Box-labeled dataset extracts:
┄┄┄┄┄┄┄┄┄┄

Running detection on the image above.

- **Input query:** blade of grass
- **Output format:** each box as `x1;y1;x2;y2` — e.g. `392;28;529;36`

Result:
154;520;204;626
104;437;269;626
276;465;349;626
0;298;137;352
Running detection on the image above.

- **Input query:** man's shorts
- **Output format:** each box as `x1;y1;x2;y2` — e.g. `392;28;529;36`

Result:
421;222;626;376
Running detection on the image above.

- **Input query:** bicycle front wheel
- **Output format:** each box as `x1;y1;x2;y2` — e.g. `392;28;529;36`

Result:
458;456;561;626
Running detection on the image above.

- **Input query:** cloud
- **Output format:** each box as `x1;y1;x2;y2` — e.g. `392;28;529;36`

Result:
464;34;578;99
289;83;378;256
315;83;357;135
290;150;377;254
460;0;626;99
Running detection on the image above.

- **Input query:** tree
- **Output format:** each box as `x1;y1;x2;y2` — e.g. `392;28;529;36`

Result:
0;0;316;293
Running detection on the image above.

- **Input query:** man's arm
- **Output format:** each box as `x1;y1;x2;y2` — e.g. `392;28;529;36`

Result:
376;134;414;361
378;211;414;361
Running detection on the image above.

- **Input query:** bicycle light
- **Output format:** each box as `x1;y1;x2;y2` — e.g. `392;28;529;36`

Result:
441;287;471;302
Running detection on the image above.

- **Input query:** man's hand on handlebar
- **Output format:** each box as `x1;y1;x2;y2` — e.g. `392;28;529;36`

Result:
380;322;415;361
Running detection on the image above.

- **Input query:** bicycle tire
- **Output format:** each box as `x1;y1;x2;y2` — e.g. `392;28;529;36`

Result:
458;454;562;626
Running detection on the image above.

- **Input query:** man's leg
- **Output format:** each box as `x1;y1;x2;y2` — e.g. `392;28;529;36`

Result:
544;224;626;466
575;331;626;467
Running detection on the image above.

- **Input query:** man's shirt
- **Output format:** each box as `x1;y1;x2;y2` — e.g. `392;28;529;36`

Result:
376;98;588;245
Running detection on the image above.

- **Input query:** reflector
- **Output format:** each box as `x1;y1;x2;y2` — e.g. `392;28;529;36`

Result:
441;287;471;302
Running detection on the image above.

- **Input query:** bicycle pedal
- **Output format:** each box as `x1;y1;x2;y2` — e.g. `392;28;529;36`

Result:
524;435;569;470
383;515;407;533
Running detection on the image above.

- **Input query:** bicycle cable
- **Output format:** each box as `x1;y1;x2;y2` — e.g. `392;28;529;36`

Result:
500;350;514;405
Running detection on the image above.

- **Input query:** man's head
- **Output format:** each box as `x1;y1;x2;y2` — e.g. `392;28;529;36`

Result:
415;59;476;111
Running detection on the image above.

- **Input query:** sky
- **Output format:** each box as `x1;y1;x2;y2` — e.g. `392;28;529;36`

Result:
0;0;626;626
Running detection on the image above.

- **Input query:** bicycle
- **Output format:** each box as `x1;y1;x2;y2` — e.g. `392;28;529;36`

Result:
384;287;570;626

┄┄┄┄┄┄┄┄┄┄

Instruction - Count the lines above that contain the string "bicycle", and reply with the number alone.

Written answer - 6